Selected extract
—————

# Has anyone seen this yet



## John J (Dec 29, 2007)

Have you seen this movie or are you planning to go see it.


Remember it is I Max

http://www.imax.com/movies/m/rocky-mountain-express/

JJ


----------



## Scottychaos (Jan 2, 2008)

oooh! looks very cool.. 
I have an Imax theatre 10 minutes away..but I have only gone once..10 years ago, 
and havent wanted to go since..the screen is just TOO big..its so massive you cant even see the whole screen without 
having to turn your head side to side all the time..didnt enjoy the "Imax experience"..not a fan.. 
but maybe I will have to give it another try for this movie! and sit in the back row!  

Scot


----------



## Madstang (Jan 4, 2008)

No now that I know it looks AWESOME!!!

Bubba


----------



## benshell (Oct 1, 2008)

That looks good but doesn't seem to be playing anywhere that I can find. Maybe I missed it, it says the release date was September 30th.


----------



## Dr Rivet (Jan 5, 2008)

JJ 

Have you managed to miss ALL the previous posts on this move over the last TWO MONTHS????? 

Yes a WHOLE bunch of us have seen it and repeatedly recommended it!!!!!!


----------



## Greg Elmassian (Jan 3, 2008)

Yep, just like the v12...


----------



## John J (Dec 29, 2007)

Posted By Dr Rivet on 02 Dec 2011 09:46 PM 
JJ 

Have you managed to miss ALL the previous posts on this move over the last TWO MONTHS????? 

Yes a WHOLE bunch of us have seen it and repeatedly recommended it!!!!!! 


Evidently I must have missed all the post for the last two months. 

JJ


----------



## VictorSpear (Oct 19, 2011)

Yes. It is a brilliant description of Van Horne's work and the famed Rogers Pass and -- also illustrates the contribution of Chinese and Japanese workers to building the Trans-Canadian railways many of whom perished in the bitter winters while living in canvas tents. Some were killed by avalanches. A must-see narrative in Imax.

Incidentally, a 100 year ceremony was held at Rogers Pass in *August 2010* to commemorate the accident that led to the death of 58 Japanese workers in 1910. It was watched on television by millions of Japanese citizens worldwide. The Canadian Avalanche center whose research is propagated to every corner of the world that deals with snow and mud slides is located at Revelstoke (named after Edward Baring, 'Lord Revelstoke', who bankrolled much of the CPRs construction efforts during that time, avoiding bankruptcy).


----------



## Nutz-n-Bolts (Aug 12, 2010)

I must be living under a rock too. I'll have to check that out.


----------



## Dr Rivet (Jan 5, 2008)

JJ 

==> http://www.mylargescale.com/Community/Forums/tabid/56/aff/11/aft/122228/afv/topic/Default.aspx 


Forum is Live Steam 

Thread is titled "IMAX Rocky Mountain Express" 
First posted on Oct 6.


----------



## Trains (Jan 2, 2008)

—————

Dataset
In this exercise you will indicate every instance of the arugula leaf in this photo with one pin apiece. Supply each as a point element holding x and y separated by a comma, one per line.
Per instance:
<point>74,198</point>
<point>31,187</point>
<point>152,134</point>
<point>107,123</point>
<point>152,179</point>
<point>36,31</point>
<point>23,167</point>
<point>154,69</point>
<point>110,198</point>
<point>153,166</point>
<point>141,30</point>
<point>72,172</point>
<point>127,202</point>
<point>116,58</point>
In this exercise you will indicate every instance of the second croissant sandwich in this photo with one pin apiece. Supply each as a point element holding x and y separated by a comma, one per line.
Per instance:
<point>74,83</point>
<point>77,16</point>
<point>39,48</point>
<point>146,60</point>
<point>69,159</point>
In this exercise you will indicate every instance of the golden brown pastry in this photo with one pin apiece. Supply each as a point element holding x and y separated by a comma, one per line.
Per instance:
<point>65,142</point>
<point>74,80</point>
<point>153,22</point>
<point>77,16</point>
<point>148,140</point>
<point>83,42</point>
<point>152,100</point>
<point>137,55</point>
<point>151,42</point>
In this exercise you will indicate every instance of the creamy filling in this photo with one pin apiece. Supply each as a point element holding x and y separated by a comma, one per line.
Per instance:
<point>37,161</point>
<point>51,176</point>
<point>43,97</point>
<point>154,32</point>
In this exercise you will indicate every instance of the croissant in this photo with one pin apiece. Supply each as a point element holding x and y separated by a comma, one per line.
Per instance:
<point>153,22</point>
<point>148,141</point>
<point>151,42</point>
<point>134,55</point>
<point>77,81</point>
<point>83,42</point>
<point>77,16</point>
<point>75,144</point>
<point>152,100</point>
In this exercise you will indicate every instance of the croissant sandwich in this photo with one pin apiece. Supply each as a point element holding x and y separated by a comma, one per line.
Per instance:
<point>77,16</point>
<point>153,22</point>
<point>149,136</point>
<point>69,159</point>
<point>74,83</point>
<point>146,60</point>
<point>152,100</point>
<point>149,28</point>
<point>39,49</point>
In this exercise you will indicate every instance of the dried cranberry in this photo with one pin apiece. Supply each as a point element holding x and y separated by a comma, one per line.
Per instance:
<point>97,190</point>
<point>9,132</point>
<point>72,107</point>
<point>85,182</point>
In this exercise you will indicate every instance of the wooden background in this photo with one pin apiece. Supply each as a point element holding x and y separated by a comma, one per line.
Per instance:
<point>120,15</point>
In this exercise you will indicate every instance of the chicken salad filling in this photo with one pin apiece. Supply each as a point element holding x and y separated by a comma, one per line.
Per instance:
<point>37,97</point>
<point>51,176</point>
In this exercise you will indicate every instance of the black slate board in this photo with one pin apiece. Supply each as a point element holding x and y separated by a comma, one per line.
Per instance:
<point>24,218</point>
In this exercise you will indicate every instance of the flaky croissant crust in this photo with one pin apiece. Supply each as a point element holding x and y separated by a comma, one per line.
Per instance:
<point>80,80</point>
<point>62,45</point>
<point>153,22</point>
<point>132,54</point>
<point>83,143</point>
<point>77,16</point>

—————

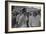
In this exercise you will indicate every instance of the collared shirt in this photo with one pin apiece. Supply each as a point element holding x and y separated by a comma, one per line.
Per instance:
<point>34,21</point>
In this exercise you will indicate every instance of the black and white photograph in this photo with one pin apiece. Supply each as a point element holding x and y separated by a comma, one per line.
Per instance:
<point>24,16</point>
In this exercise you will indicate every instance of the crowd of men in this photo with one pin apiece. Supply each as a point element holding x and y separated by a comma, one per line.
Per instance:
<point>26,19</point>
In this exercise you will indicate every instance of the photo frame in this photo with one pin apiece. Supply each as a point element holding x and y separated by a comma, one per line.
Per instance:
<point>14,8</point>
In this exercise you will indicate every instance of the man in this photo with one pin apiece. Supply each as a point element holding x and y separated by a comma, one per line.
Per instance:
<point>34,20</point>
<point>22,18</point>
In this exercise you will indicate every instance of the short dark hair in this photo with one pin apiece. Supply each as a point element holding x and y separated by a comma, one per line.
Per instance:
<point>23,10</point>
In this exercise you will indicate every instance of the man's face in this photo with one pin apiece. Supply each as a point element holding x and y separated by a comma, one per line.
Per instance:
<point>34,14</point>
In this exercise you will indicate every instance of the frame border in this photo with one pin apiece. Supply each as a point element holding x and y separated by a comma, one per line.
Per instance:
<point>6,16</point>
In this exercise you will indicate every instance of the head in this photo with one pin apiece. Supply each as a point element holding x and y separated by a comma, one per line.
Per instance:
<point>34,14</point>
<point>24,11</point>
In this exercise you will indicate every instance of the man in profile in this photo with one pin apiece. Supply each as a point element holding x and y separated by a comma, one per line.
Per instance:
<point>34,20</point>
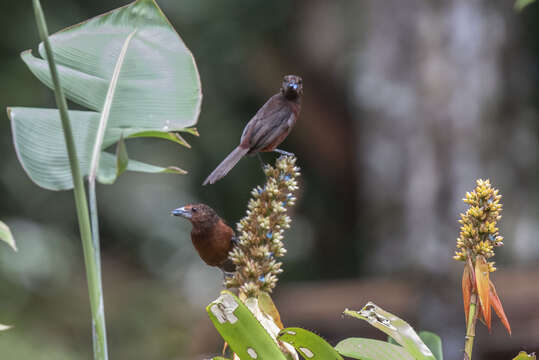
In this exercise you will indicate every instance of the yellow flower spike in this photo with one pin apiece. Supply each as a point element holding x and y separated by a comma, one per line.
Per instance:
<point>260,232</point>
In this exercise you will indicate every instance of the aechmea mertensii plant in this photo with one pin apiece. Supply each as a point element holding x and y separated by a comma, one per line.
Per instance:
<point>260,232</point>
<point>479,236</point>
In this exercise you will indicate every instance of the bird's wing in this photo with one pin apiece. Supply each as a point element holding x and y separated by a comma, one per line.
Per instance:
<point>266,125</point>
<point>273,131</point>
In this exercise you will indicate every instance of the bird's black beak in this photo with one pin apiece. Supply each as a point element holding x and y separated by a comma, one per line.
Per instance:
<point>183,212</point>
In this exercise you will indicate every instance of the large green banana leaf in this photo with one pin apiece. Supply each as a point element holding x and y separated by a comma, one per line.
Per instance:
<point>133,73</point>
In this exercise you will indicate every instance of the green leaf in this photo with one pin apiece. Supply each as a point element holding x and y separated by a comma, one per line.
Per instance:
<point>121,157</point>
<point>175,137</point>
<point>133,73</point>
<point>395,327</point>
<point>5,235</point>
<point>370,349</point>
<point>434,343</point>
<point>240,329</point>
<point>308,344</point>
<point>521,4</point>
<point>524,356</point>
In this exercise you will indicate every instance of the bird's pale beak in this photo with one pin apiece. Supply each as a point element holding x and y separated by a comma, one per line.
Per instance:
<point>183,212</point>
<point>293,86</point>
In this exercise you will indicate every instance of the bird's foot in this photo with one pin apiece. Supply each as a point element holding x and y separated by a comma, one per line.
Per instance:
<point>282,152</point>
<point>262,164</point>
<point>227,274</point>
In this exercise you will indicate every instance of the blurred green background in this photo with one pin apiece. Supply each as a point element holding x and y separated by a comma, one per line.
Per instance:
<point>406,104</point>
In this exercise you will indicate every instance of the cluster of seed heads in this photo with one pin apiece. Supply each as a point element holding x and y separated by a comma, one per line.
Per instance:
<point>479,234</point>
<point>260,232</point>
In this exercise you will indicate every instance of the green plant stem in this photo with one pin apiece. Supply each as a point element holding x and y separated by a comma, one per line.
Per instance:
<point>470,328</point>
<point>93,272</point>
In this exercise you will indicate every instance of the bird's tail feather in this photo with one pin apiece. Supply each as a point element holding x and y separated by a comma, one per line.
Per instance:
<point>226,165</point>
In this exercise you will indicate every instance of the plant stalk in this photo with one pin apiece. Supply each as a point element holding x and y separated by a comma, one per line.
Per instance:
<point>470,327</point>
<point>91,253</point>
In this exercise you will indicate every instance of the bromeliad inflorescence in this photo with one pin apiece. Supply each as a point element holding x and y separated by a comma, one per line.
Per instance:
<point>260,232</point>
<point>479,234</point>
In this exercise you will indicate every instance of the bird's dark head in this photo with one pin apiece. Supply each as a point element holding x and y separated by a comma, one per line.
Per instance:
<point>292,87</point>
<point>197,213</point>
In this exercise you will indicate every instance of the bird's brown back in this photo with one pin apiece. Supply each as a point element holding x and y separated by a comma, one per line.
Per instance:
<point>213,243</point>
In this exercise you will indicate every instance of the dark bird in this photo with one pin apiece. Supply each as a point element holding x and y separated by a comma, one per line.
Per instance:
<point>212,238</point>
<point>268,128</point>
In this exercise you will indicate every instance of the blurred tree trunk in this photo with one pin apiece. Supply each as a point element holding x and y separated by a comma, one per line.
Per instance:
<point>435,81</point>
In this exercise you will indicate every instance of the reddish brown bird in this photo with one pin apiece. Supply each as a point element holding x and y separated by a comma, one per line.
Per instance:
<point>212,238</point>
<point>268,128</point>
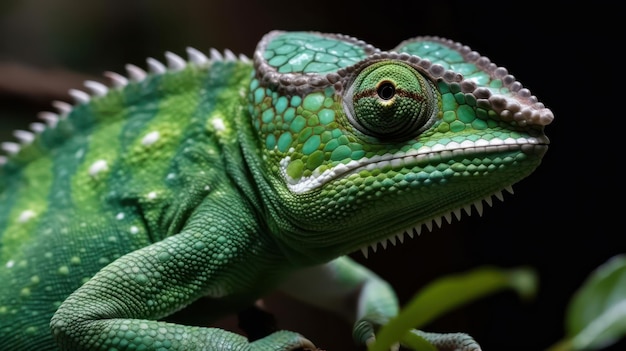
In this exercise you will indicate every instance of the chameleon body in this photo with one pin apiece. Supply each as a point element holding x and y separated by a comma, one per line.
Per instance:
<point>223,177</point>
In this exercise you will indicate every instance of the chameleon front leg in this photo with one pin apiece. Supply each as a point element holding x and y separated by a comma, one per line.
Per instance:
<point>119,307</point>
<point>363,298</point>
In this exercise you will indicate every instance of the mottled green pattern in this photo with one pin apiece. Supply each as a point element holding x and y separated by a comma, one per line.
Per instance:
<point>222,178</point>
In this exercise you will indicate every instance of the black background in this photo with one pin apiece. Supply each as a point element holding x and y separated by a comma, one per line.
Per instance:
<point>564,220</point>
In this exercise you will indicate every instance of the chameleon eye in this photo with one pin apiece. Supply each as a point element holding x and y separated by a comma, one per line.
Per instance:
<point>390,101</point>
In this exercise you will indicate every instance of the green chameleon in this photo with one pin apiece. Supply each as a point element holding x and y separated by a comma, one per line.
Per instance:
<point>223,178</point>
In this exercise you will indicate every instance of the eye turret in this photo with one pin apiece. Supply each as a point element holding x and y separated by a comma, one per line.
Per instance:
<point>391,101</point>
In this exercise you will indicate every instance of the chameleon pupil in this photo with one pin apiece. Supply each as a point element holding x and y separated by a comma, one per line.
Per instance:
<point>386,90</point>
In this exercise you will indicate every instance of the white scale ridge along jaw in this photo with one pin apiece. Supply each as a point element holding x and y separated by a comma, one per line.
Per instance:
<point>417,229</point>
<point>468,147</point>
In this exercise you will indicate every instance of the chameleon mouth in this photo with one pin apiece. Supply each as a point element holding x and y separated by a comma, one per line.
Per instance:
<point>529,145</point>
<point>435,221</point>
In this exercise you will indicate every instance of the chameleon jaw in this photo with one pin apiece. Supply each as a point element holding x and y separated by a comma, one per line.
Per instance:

—————

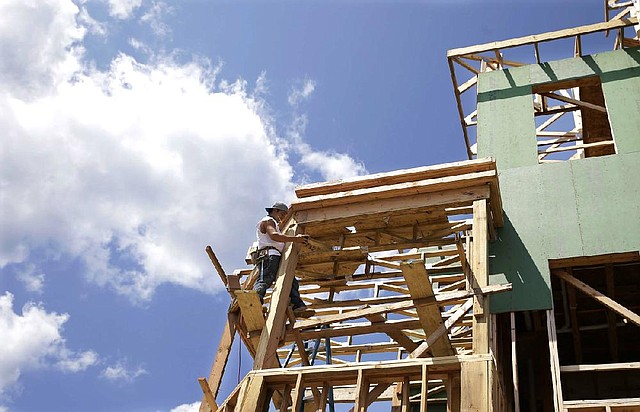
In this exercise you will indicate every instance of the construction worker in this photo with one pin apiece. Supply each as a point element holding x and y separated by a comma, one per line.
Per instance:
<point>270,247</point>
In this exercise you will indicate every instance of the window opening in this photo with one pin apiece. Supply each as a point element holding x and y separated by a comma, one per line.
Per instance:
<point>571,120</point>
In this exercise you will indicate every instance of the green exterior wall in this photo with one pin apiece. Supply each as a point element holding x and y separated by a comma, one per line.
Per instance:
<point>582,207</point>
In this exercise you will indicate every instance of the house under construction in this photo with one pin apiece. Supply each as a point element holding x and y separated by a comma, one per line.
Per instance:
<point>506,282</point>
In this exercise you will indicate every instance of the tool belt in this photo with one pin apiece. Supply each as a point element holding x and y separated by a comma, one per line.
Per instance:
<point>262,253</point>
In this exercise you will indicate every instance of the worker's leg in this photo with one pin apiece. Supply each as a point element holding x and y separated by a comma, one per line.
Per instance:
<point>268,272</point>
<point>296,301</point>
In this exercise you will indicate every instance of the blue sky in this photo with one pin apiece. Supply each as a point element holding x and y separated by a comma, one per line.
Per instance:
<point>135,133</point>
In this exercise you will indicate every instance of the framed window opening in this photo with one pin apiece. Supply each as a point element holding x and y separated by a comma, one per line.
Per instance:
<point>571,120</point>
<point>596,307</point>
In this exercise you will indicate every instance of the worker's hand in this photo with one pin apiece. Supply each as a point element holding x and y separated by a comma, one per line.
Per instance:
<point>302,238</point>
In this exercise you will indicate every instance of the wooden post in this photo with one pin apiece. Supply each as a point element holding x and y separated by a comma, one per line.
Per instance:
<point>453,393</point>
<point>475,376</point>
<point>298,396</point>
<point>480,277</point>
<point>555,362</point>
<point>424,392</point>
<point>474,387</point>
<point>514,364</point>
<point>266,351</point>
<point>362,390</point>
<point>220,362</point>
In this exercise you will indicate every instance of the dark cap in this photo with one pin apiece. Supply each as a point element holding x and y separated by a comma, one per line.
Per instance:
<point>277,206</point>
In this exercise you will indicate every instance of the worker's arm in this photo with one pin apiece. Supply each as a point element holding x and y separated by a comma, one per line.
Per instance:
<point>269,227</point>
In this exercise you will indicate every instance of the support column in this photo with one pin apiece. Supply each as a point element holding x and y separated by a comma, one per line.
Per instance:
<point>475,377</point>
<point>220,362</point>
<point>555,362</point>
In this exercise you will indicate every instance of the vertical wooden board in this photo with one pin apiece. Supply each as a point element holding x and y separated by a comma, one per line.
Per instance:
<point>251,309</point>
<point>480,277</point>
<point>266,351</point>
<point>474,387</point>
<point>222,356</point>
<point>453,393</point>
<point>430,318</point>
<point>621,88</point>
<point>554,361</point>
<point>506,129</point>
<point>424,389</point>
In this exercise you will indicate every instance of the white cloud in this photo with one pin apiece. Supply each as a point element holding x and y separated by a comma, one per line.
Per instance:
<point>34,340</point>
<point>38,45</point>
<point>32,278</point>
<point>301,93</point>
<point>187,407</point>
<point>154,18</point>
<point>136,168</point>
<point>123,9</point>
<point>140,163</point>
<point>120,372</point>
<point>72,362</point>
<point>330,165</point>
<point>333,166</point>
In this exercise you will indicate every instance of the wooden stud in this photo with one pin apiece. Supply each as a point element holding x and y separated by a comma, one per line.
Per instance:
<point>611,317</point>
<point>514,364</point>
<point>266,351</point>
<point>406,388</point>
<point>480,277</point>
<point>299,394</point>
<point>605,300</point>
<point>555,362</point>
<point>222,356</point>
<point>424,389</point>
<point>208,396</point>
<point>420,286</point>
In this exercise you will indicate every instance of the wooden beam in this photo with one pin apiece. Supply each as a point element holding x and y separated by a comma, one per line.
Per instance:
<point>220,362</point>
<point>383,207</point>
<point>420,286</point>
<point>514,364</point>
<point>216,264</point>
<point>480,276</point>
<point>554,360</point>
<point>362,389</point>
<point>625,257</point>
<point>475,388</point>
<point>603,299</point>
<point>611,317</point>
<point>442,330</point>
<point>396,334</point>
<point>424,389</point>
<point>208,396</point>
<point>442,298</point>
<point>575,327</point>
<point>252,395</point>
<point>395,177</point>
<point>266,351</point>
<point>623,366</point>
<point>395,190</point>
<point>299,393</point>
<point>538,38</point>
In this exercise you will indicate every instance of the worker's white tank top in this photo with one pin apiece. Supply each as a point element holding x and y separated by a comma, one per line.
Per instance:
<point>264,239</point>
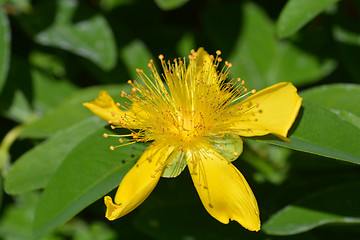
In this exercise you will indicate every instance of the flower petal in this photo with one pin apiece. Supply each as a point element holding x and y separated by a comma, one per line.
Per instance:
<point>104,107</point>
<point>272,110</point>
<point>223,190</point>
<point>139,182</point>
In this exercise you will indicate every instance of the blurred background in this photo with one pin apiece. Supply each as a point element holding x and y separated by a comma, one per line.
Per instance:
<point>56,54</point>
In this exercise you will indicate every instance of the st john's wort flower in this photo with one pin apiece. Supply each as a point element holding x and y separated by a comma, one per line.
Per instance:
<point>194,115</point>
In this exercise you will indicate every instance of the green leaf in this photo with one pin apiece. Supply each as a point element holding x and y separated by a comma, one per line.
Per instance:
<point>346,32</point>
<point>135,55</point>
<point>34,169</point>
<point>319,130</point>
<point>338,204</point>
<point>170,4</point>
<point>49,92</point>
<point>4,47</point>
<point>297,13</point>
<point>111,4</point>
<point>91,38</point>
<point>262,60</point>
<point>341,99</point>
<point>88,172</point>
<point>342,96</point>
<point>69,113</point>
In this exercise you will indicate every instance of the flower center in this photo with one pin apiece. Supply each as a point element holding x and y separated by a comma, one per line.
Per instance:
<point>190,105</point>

—————

Things to do
1 – In the forum thread, how many Japanese workers died in the 1910 accident at Rogers Pass?
2 – Reproduce the entries verbatim, beginning at the line that contains "the croissant in" and stopping after the line that contains "<point>120,15</point>".

Solutions to the exercise
1 – 58

2 –
In this exercise you will indicate every instance of the croissant in this photo with one pin apiece. Supply each as a point element holding x and y separated by a comma, one per line.
Per instance:
<point>153,22</point>
<point>148,141</point>
<point>151,42</point>
<point>134,55</point>
<point>77,81</point>
<point>83,42</point>
<point>77,16</point>
<point>75,144</point>
<point>152,100</point>
In this exercise you will indicate every instance of the croissant sandwich in this photo with one pin apiece. Supply each as a point element holding x and y separated by a comma, one per line.
Per instance:
<point>77,16</point>
<point>153,22</point>
<point>149,136</point>
<point>69,159</point>
<point>74,83</point>
<point>146,60</point>
<point>152,100</point>
<point>149,28</point>
<point>39,49</point>
In this exercise you will indicate every instance of the dried cranberry in this photo with one pin apiece. Supply each as a point element holding x and y separated by a comma, one per line.
Per instance:
<point>97,190</point>
<point>9,132</point>
<point>72,107</point>
<point>85,182</point>
In this exercise you will indicate every instance of the wooden background in this photo with one pin apiece. Supply each as a point element holding x and y separated by a comma, one per line.
Per instance:
<point>120,15</point>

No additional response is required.